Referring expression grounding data
=== Begin Enclosure ===

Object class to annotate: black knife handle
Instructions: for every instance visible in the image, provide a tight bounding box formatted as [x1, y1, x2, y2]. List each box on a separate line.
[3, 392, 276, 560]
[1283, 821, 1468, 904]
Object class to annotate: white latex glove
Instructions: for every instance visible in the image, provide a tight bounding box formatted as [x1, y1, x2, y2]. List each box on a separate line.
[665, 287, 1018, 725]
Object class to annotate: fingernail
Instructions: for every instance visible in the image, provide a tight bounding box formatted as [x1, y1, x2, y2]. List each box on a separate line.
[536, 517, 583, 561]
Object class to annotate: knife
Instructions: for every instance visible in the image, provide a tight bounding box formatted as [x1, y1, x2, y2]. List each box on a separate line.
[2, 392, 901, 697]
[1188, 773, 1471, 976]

=== End Enclosure ===
=== Begin Enclosure ===

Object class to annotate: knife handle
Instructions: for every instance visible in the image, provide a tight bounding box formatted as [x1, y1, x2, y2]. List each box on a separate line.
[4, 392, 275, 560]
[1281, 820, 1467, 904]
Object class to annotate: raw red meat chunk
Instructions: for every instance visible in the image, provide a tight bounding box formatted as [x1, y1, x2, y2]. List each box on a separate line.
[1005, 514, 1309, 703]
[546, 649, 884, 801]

=== End Enclosure ===
=== Begin Enclosure ===

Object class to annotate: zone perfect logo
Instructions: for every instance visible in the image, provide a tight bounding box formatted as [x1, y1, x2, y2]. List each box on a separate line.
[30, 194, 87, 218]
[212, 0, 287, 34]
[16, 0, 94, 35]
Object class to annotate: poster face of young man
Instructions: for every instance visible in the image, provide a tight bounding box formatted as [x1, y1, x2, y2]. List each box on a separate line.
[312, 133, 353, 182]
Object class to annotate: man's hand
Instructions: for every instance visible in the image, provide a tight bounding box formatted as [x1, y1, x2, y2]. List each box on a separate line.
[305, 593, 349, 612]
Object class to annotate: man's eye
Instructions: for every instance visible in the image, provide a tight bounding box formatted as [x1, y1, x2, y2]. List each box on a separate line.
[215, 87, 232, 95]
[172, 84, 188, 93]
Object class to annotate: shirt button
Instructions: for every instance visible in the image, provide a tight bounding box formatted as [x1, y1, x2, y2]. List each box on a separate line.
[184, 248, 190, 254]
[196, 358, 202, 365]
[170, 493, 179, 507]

=== End Enclosure ===

» GOAL OF THE EXERCISE
Of the records above, copy each line that includes "knife".

» OUTPUT FOR THIS TASK
Object class to annotate: black knife handle
Object class to annotate: knife
Object class to annotate: knife handle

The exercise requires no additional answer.